_Action item_
Beginning with the opening line, restate the following material exactly, up through the line that contains "box: [131, 81, 177, 107]".

_Entries provided_
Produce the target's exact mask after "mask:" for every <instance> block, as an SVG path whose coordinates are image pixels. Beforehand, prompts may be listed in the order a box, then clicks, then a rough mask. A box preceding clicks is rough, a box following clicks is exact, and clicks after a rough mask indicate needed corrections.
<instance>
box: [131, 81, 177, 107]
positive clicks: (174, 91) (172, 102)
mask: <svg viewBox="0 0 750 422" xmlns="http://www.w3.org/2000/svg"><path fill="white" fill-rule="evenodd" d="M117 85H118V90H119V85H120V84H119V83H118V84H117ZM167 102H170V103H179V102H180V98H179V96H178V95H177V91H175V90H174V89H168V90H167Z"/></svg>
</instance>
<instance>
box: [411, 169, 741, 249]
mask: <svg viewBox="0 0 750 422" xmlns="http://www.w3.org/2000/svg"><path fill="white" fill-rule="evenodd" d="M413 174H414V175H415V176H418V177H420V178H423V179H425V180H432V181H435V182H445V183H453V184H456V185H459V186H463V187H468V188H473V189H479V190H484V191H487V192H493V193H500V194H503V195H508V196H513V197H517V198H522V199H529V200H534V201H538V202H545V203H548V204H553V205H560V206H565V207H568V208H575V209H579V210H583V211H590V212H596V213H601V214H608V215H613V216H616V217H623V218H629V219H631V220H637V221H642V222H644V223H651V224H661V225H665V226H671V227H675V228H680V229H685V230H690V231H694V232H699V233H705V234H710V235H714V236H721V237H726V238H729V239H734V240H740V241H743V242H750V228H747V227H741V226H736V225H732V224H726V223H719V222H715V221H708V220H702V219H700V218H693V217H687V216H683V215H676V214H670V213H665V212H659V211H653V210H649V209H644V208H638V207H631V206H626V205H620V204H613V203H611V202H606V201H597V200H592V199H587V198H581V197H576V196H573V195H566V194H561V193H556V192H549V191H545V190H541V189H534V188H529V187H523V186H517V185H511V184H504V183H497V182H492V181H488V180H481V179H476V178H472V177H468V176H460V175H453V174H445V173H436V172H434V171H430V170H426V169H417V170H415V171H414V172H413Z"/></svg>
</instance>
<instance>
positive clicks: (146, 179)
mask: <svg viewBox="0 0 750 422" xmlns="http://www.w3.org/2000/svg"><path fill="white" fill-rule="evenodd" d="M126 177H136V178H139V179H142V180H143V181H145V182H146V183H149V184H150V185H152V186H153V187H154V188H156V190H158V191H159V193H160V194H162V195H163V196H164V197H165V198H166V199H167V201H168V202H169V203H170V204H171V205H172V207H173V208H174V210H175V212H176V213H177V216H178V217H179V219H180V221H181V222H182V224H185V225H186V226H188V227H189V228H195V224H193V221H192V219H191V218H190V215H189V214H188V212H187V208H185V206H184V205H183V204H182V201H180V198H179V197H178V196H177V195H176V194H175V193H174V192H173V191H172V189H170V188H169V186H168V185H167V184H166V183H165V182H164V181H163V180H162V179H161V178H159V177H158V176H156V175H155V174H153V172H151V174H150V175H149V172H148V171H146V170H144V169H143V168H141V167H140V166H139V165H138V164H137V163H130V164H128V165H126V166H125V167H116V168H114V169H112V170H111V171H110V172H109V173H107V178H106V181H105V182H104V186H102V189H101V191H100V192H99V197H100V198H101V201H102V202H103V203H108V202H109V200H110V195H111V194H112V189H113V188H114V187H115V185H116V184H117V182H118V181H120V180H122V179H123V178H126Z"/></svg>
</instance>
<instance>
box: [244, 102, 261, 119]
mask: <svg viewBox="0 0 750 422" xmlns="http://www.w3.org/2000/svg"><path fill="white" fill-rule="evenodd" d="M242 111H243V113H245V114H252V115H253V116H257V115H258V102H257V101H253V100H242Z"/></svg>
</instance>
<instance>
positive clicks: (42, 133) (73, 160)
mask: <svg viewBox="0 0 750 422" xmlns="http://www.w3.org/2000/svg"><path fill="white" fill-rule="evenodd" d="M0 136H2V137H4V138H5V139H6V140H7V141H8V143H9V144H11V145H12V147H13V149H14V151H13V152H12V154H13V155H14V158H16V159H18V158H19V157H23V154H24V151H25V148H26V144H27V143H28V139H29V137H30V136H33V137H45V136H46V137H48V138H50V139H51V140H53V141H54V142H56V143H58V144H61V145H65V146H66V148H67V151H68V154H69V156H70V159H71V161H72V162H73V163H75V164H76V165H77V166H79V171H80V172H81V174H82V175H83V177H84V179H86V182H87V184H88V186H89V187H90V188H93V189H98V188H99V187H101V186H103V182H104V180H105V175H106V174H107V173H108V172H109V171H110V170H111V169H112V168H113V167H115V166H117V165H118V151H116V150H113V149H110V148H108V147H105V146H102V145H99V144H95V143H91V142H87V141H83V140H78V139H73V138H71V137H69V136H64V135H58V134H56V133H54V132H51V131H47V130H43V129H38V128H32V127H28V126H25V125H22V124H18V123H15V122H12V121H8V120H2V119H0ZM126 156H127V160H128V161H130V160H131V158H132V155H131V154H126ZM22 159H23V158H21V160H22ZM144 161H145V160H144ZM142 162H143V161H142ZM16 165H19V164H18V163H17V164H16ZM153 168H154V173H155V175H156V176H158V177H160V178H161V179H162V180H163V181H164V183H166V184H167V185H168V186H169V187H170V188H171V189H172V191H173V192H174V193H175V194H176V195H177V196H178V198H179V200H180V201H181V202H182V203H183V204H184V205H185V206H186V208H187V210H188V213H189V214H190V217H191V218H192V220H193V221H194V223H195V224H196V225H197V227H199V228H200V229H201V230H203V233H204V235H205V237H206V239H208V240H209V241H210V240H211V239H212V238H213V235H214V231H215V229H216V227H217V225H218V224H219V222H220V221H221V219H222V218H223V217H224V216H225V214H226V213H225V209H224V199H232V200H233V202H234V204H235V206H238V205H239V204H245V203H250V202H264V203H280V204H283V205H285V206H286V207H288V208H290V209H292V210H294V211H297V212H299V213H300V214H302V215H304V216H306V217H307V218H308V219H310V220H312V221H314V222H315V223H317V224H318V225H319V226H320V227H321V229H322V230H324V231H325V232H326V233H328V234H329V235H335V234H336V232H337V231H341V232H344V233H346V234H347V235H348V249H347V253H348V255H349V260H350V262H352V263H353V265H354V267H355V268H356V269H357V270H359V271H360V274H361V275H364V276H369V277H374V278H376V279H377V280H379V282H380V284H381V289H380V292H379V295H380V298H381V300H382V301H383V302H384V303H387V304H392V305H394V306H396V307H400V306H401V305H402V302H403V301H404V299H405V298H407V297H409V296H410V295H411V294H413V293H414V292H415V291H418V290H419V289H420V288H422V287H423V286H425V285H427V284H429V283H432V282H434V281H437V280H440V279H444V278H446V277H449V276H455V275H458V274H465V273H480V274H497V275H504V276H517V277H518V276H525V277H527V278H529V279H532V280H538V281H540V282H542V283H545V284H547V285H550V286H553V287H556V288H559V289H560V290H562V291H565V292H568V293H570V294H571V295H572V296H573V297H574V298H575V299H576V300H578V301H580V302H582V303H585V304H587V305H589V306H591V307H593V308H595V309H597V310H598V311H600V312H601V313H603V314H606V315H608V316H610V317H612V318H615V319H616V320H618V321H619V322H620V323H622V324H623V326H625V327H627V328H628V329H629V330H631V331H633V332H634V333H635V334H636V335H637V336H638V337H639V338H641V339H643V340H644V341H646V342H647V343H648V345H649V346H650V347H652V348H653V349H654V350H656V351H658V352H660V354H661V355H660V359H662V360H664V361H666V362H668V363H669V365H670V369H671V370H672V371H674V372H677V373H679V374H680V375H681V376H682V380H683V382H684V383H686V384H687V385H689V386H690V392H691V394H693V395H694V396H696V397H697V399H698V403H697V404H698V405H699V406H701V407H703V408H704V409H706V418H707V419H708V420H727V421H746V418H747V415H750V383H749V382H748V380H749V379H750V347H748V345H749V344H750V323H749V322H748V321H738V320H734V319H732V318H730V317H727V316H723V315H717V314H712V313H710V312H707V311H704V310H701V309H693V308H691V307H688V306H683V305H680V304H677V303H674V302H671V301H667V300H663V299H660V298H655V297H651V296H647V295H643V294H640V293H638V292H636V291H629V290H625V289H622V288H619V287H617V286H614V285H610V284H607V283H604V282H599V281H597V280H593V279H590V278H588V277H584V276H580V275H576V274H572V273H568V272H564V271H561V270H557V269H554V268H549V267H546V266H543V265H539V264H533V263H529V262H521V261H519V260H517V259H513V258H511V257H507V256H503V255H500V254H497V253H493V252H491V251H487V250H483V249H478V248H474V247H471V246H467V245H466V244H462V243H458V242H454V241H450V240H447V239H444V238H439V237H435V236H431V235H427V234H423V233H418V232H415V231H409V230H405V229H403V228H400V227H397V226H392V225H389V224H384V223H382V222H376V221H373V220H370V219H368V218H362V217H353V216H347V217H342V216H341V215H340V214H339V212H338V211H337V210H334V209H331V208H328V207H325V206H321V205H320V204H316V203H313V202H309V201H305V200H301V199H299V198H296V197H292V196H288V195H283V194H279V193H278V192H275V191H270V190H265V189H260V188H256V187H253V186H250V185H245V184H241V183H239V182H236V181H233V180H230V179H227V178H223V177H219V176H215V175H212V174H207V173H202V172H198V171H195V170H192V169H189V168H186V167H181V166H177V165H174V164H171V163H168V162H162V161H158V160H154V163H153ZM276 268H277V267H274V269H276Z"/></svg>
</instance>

_Response to this task_
Produce the target's exact mask after "mask:" for every <instance> block, as an SVG path whose coordinates are image pixels. Beforehand, prompts may be listed in the order a box, then clicks, then a rough mask. A box preceding clicks is rough, a box following clicks is exact, and clicks after a rough mask indicate needed corrections.
<instance>
box: [131, 81, 177, 107]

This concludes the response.